▶ **Dataset content**
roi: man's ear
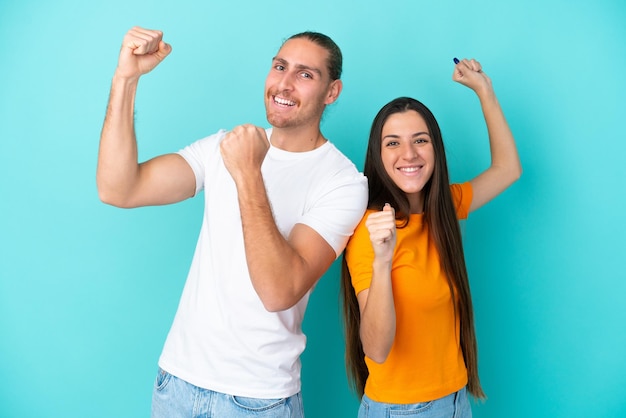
[324,80,343,105]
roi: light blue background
[0,0,626,418]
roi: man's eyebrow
[272,57,322,77]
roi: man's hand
[116,26,172,78]
[220,125,270,184]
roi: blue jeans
[359,388,472,418]
[151,369,304,418]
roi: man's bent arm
[96,28,195,207]
[237,172,336,312]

▶ **Task statement**
Report how many lines in the rows above contain the string "blue", matching case exactly. Give only the number.

▶ **Result for this exercise**
2